# The records
• • • • •

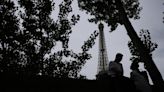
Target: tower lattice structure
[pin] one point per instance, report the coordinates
(103, 57)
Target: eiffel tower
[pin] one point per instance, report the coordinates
(103, 57)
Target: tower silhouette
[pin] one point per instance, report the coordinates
(103, 57)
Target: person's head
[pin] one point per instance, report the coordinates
(118, 57)
(134, 65)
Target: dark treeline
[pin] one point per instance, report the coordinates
(28, 36)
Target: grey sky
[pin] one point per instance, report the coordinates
(151, 18)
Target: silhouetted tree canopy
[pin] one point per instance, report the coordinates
(106, 10)
(28, 35)
(146, 39)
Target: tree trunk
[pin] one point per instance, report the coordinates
(148, 61)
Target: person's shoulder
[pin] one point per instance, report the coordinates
(111, 62)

• • • • •

# Task
Copy out each line of the listing that holds the word "Target".

# Output for this exercise
Target: tower lattice structure
Target: eiffel tower
Target: tower silhouette
Target: person's head
Target: dark treeline
Target: grey sky
Target: silhouetted tree canopy
Target: tree trunk
Target: person's shoulder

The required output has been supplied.